Aim — Format every line of the items below as a Markdown table with the columns "No." and "Line", numbering the rows in order and omitting blank lines. Leave the pictures out of the answer.

☆ ☆ ☆

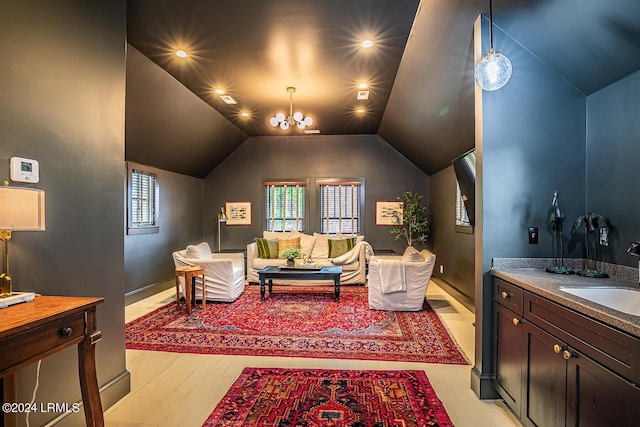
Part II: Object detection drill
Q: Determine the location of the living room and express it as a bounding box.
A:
[0,0,640,427]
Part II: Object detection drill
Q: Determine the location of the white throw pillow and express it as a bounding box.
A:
[185,242,211,259]
[262,231,296,240]
[312,233,329,259]
[402,246,424,262]
[292,231,316,255]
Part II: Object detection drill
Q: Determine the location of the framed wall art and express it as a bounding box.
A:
[224,202,251,225]
[376,200,404,225]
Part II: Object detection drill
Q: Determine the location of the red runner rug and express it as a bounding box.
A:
[204,368,453,427]
[126,286,467,364]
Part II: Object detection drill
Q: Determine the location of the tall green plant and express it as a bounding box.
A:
[391,191,429,246]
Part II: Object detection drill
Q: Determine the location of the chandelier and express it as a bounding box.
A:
[474,0,511,91]
[269,86,313,130]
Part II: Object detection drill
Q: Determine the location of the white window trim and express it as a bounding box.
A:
[263,179,309,232]
[316,178,364,235]
[127,167,160,235]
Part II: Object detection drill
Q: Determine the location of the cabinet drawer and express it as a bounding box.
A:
[493,277,523,316]
[0,313,85,372]
[524,292,640,384]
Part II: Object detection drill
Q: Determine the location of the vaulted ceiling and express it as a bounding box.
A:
[126,0,640,177]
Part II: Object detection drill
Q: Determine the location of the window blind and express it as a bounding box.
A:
[456,180,471,227]
[264,181,307,231]
[131,169,157,227]
[320,181,362,234]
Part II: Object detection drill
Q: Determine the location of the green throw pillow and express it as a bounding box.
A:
[253,237,278,259]
[329,237,356,258]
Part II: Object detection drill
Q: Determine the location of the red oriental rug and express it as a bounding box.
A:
[126,286,467,364]
[204,368,453,427]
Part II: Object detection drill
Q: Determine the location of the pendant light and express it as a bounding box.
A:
[474,0,512,91]
[269,86,313,130]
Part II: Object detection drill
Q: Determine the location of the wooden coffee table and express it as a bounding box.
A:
[258,265,342,301]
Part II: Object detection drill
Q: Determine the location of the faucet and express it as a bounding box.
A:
[627,242,640,284]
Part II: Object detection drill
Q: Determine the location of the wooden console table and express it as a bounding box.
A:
[0,296,104,426]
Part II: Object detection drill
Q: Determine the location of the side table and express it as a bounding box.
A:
[176,265,207,314]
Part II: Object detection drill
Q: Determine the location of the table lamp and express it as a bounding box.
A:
[0,181,44,299]
[218,208,229,252]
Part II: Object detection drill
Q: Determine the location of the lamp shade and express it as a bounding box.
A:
[0,186,45,231]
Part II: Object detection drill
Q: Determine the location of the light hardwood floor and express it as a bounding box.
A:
[105,282,521,427]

☆ ☆ ☆

Finished exercise —
| No. | Line |
|---|---|
| 1 | Part II: Object detection drill |
| 2 | Q: Determine the location of the living room and express it as a bounding box. |
| 3 | A: |
| 4 | [0,0,640,427] |
| 5 | Part II: Object detection drill |
| 6 | Q: Determine the location of the white throw pillow and express it as a bounding box. |
| 7 | A: |
| 8 | [185,242,211,259] |
| 9 | [262,231,296,240] |
| 10 | [312,233,329,259] |
| 11 | [402,246,424,262] |
| 12 | [292,231,316,255] |
| 13 | Part II: Object detection drill |
| 14 | Q: Determine the location of the framed wall art and express it as a bounding box. |
| 15 | A: |
| 16 | [224,202,251,225] |
| 17 | [376,200,404,225] |
| 18 | Part II: Object detection drill |
| 19 | Q: Determine the location of the red runner rug and express it as a bounding box. |
| 20 | A: |
| 21 | [204,368,453,427] |
| 22 | [126,286,467,364] |
| 23 | Part II: Object detection drill |
| 24 | Q: Determine the location of the tall green plant and express it as a bounding box. |
| 25 | A: |
| 26 | [391,191,429,246] |
| 27 | Part II: Object detection drill |
| 28 | Q: Determine the location of the chandelier and express it as a bounding box. |
| 29 | A: |
| 30 | [474,0,511,91] |
| 31 | [269,86,313,130] |
| 32 | Part II: Object detection drill |
| 33 | Q: Determine the location of the white window trim and express it as a bounding box. |
| 34 | A: |
| 35 | [263,179,309,232] |
| 36 | [316,178,364,235] |
| 37 | [127,167,160,235] |
| 38 | Part II: Object detection drill |
| 39 | Q: Determine the location of the cabinet drawer and express it as a bounding box. |
| 40 | A: |
| 41 | [493,277,523,316] |
| 42 | [0,313,85,372] |
| 43 | [524,292,640,384] |
| 44 | Part II: Object detection drill |
| 45 | Q: Determine the location of the vaulted ceiling and express it as a bounding box. |
| 46 | A: |
| 47 | [126,0,640,177] |
| 48 | Part II: Object detection drill |
| 49 | Q: Determine the location of the window blind and express it as a bounding box. |
| 50 | A: |
| 51 | [456,180,471,227] |
| 52 | [264,181,307,231] |
| 53 | [131,169,157,227] |
| 54 | [320,181,362,234] |
| 55 | Part II: Object detection drill |
| 56 | Q: Determine the location of the green throw pillow and express it as a bounding box. |
| 57 | A: |
| 58 | [253,237,278,259] |
| 59 | [329,237,356,258] |
| 60 | Part II: Object detection drill |
| 61 | Q: Determine the location of the red oriental rug and express it as a bounding box. |
| 62 | A: |
| 63 | [126,286,467,364] |
| 64 | [204,368,453,427] |
| 65 | Part II: Object detection drill |
| 66 | Q: Determine the location of the pendant light and express it as a bounding box. |
| 67 | A: |
| 68 | [474,0,512,91] |
| 69 | [269,86,313,130] |
| 70 | Part II: Object detection drill |
| 71 | Q: Determine the location of the wooden coffee table and express it as a bounding box. |
| 72 | A: |
| 73 | [258,265,342,301] |
| 74 | Part II: Object detection drill |
| 75 | Q: Determine the location of the faucet and express it as a bounding box. |
| 76 | A: |
| 77 | [627,242,640,284] |
| 78 | Part II: Object detection drill |
| 79 | Q: Determine the location of the wooden console table and express it as a bounding box. |
| 80 | A: |
| 81 | [0,296,104,426] |
| 82 | Part II: Object detection drill |
| 83 | Q: Determine the location of the side table and express it as a bounding box. |
| 84 | A: |
| 85 | [176,265,207,314] |
| 86 | Part II: Object detection drill |
| 87 | Q: Determine the location of the table lamp and express it as a bounding box. |
| 88 | A: |
| 89 | [0,181,44,299] |
| 90 | [218,208,229,252] |
| 91 | Part II: Object detection drill |
| 92 | Q: Determine the location of the lamp shade and express it as a bounding box. |
| 93 | A: |
| 94 | [0,186,45,231] |
| 95 | Part II: Object detection drill |
| 96 | Q: Determine the location of the light hardwood floor and express it as a bounding box. |
| 97 | A: |
| 98 | [105,282,521,427] |